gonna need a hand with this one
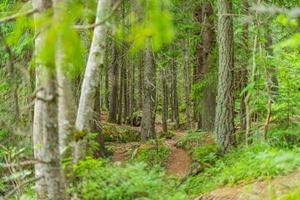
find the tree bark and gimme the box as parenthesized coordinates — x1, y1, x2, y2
(161, 69, 168, 133)
(74, 0, 110, 163)
(108, 36, 119, 123)
(53, 0, 75, 157)
(201, 2, 216, 132)
(43, 71, 67, 200)
(32, 0, 51, 198)
(141, 40, 156, 142)
(183, 39, 192, 129)
(214, 0, 235, 153)
(171, 51, 180, 129)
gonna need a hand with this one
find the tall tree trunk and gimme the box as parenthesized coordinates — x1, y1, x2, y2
(129, 57, 136, 122)
(239, 0, 249, 131)
(141, 41, 156, 142)
(214, 0, 235, 153)
(74, 0, 110, 163)
(194, 5, 204, 128)
(201, 2, 216, 132)
(183, 39, 192, 129)
(171, 52, 180, 129)
(118, 59, 124, 124)
(105, 65, 109, 110)
(93, 83, 108, 158)
(108, 36, 119, 123)
(161, 69, 168, 133)
(32, 0, 51, 198)
(53, 0, 75, 157)
(138, 53, 144, 111)
(43, 71, 67, 200)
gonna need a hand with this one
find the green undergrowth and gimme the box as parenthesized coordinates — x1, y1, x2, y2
(71, 157, 187, 200)
(278, 186, 300, 200)
(182, 143, 300, 195)
(130, 139, 171, 168)
(176, 131, 207, 150)
(102, 123, 140, 142)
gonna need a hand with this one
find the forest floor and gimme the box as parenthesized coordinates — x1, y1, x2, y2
(197, 171, 300, 200)
(103, 113, 300, 199)
(111, 120, 192, 179)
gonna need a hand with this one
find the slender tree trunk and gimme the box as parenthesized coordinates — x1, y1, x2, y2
(171, 52, 180, 129)
(32, 0, 51, 198)
(43, 71, 67, 200)
(138, 53, 144, 111)
(201, 2, 216, 132)
(141, 40, 156, 142)
(214, 0, 235, 153)
(105, 65, 109, 110)
(118, 60, 124, 124)
(108, 37, 119, 123)
(53, 0, 75, 157)
(130, 57, 136, 122)
(194, 5, 204, 127)
(183, 39, 192, 129)
(93, 83, 108, 157)
(74, 0, 110, 163)
(239, 0, 249, 131)
(161, 69, 168, 133)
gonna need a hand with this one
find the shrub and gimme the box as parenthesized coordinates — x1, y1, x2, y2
(71, 158, 187, 200)
(131, 140, 170, 167)
(183, 144, 300, 195)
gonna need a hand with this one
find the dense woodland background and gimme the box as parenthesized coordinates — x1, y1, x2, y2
(0, 0, 300, 199)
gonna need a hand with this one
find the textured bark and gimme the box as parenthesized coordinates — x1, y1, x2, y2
(43, 72, 67, 200)
(214, 0, 235, 153)
(138, 53, 144, 110)
(141, 41, 156, 142)
(32, 0, 51, 198)
(53, 0, 75, 156)
(108, 37, 119, 123)
(93, 83, 108, 158)
(74, 0, 110, 163)
(183, 40, 192, 129)
(201, 2, 216, 132)
(118, 59, 124, 124)
(171, 52, 180, 129)
(161, 69, 168, 133)
(194, 5, 204, 127)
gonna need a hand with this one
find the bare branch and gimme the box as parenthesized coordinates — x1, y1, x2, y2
(74, 0, 122, 30)
(0, 159, 47, 168)
(253, 5, 300, 17)
(0, 8, 38, 24)
(2, 176, 43, 200)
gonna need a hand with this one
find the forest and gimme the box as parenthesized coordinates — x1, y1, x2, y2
(0, 0, 300, 199)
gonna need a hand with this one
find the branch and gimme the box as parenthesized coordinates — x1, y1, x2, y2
(253, 5, 300, 17)
(0, 8, 38, 24)
(0, 159, 47, 168)
(74, 0, 122, 30)
(2, 176, 43, 200)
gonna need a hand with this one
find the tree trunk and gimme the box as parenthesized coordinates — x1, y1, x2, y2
(138, 53, 144, 111)
(141, 41, 156, 142)
(43, 71, 67, 200)
(239, 0, 249, 131)
(201, 2, 216, 132)
(53, 0, 75, 157)
(214, 0, 235, 153)
(171, 52, 180, 129)
(74, 0, 110, 163)
(32, 0, 51, 198)
(183, 39, 192, 129)
(108, 36, 119, 123)
(194, 5, 204, 128)
(161, 69, 168, 133)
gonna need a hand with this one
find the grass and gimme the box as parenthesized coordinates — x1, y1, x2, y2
(182, 143, 300, 195)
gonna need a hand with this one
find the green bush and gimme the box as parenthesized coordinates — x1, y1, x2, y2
(183, 144, 300, 195)
(278, 187, 300, 200)
(71, 158, 187, 200)
(132, 140, 170, 167)
(268, 124, 300, 148)
(194, 144, 218, 165)
(176, 131, 206, 150)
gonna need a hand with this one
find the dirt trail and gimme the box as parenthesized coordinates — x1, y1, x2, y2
(197, 171, 300, 200)
(111, 121, 192, 178)
(165, 128, 191, 178)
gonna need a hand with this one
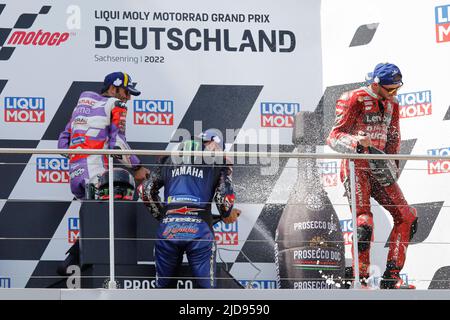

§

=== WHAT IS NEEDED ===
Beginning with the line that holds "find the dirt", output each line to the end of the material above, exactly, omitting the pictures.

=== OUTPUT FOR THIS EXERCISE ===
find the dirt trail and gimme the box as parenthesized coordinates — x1, y1, x2, y2
(197, 171, 300, 200)
(111, 121, 192, 178)
(165, 128, 191, 178)
gonna need a hand with this one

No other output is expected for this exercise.